* Begin Given passage *
Such a route called for a celebratory picnic which gave my
arms time to recover before ‘Round 3’. The route I had scoped out for my next
lead was Barracuda, a beast of a line up a steep section of rock which the
guidebook says “never lets up” (they weren’t wrong). At the bottom I ditched as
much unnecessary clothing as possible, partly because I didn’t need to carry
the extra weight and partly because the last few days of climbing had worn
through much of my skin leaving only the layer that constantly seeps moisture
and glistens in the sunlight, the cooler the skin the better.
After a cursory look at the first bulge I set off and found
steep rock, poor holds and equally poor gear. A hard-looking move not far off
the deck made me feel the need for a decent bit of protection that was only
achieved one downclimb and two painful knee bars later. Excuses gone I had no
choice but to get on and commit to the move and the route, I just managed to reach
the good hold above when my foothold crumbled quietly beneath me injecting a
shot of adrenaline into my lactic acid infused circulatory system. On the
better holds above I tried to regain some sense of poise and control however
the clock was ticking and my arms were tiring fast. A few more moves and gear
placements later and I was properly pumped, so much so that I could only watch
as my fingers tried over and over to clip a quickdraw onto the cam and clip in
the rope.
* End Given passage *
• **Set exercise a**: Quote everything in the climbing passage from "Such a route" down to "skin the better.".
The listing that comes next is unrelated to the climbing passage.
* Begin Listing *
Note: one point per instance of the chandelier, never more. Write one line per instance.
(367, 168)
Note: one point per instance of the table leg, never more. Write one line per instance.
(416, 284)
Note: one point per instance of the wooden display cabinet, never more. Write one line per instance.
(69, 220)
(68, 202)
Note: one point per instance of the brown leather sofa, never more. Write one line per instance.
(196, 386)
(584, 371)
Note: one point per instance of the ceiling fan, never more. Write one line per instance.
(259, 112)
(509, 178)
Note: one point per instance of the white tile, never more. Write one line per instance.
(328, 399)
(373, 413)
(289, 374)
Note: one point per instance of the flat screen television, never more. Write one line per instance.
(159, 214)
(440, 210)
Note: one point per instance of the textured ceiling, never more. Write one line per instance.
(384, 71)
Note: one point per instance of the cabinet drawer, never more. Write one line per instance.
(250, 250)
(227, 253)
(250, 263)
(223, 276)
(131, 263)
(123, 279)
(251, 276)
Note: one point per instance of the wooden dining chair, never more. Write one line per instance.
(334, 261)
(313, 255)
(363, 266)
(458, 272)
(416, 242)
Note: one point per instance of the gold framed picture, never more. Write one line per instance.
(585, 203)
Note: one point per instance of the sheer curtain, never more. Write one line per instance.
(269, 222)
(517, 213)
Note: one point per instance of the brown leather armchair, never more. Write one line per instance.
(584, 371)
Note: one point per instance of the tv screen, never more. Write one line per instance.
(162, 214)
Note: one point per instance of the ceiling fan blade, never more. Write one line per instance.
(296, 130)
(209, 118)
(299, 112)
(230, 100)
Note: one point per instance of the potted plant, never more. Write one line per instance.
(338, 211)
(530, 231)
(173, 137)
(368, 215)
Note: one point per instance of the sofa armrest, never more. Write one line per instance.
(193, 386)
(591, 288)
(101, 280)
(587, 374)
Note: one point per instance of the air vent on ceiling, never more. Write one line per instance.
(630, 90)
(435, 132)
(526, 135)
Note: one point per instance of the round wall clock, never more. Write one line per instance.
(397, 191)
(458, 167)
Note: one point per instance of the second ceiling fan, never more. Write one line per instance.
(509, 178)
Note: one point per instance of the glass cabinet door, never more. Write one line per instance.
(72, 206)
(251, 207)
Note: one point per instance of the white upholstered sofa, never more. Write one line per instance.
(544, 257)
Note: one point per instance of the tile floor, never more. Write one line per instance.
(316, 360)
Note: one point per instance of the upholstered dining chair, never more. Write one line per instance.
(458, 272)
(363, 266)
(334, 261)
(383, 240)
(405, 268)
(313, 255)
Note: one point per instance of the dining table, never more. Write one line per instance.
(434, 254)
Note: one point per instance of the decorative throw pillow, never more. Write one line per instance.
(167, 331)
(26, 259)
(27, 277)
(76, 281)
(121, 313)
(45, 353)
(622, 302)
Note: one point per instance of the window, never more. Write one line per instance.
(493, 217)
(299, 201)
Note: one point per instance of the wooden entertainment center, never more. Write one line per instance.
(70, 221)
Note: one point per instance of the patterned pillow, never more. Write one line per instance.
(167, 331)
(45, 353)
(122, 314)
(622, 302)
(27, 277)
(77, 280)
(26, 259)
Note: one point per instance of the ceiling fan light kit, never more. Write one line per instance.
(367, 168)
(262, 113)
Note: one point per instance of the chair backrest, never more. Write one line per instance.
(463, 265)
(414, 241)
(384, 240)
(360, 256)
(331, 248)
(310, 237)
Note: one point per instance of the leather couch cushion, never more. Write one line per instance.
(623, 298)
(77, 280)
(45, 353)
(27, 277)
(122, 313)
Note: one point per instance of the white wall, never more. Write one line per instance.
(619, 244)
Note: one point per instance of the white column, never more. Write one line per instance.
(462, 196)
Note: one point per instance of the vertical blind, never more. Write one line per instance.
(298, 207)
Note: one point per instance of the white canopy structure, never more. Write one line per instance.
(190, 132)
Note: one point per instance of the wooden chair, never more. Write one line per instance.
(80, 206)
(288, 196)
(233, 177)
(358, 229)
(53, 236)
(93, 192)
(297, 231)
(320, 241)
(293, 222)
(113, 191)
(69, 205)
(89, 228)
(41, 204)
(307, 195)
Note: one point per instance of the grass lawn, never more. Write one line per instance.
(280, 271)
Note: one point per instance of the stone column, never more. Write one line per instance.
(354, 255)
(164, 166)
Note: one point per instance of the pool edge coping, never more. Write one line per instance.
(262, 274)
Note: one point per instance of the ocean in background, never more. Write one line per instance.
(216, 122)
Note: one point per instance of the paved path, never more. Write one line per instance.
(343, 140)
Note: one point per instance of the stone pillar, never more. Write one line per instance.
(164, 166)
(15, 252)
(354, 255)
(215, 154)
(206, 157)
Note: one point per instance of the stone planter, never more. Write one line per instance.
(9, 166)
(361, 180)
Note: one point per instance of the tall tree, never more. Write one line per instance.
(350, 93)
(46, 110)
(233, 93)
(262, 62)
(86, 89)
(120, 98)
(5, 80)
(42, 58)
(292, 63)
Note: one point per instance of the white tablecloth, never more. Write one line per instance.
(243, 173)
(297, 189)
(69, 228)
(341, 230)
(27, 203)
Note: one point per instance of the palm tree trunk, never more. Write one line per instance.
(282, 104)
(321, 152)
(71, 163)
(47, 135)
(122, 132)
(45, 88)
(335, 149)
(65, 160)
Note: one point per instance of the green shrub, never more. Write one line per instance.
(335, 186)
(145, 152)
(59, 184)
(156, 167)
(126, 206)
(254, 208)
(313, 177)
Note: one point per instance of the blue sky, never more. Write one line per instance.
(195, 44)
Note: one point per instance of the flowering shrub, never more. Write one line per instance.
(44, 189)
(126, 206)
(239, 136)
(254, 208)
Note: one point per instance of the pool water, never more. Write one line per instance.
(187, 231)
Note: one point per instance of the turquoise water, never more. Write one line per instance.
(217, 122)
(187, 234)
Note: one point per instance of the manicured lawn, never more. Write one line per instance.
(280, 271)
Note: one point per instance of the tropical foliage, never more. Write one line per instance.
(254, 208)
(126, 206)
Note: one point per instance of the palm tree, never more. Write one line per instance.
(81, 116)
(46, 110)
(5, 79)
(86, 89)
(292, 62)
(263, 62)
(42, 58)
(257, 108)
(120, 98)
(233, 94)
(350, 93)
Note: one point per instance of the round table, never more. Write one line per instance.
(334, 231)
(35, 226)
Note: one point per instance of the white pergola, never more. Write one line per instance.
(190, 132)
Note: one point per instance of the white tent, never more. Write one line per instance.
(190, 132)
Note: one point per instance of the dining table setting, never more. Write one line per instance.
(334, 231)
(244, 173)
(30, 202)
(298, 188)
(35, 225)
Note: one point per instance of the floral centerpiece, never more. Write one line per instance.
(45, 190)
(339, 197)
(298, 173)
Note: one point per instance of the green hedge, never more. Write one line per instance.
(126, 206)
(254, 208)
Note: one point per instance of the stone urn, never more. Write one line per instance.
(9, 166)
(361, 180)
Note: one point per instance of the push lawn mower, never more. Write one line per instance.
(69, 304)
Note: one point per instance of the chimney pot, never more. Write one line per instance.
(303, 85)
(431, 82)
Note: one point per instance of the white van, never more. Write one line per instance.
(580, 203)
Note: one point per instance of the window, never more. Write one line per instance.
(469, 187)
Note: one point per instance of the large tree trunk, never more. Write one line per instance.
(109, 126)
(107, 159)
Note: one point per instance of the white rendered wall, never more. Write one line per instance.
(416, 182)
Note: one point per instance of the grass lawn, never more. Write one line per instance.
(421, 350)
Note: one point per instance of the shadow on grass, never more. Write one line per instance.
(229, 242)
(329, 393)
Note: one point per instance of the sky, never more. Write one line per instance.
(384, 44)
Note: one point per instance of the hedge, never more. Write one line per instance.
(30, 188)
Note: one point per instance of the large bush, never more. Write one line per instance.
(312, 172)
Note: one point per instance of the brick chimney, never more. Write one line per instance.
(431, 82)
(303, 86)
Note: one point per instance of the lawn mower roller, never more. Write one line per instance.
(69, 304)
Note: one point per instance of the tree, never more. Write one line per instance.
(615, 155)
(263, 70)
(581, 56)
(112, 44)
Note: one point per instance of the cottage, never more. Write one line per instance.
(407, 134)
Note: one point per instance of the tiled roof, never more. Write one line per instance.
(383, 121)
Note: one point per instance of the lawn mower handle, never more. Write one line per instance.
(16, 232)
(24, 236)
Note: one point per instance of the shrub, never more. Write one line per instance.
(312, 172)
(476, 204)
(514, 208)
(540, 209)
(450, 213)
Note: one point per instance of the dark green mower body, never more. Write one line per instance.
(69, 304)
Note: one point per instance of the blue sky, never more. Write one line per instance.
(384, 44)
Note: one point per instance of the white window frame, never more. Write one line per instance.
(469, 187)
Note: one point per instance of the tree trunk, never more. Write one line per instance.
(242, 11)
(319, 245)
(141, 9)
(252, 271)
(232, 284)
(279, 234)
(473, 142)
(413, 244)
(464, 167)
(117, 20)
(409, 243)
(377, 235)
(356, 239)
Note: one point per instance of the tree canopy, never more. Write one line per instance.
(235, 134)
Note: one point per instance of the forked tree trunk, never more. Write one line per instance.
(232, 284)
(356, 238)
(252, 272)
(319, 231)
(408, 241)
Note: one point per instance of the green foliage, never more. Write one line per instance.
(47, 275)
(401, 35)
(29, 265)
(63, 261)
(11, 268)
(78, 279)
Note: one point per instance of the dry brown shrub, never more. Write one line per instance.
* End Listing *
• **Set exercise b**: Count the lines in the listing that contain the string "shrub", treating uppercase and lowercase as different, and reply with the number alone.

• **Solution a**:
Such a route called for a celebratory picnic which gave my
arms time to recover before ‘Round 3’. The route I had scoped out for my next
lead was Barracuda, a beast of a line up a steep section of rock which the
guidebook says “never lets up” (they weren’t wrong). At the bottom I ditched as
much unnecessary clothing as possible, partly because I didn’t need to carry
the extra weight and partly because the last few days of climbing had worn
through much of my skin leaving only the layer that constantly seeps moisture
and glistens in the sunlight, the cooler the skin the better.

• **Solution b**: 4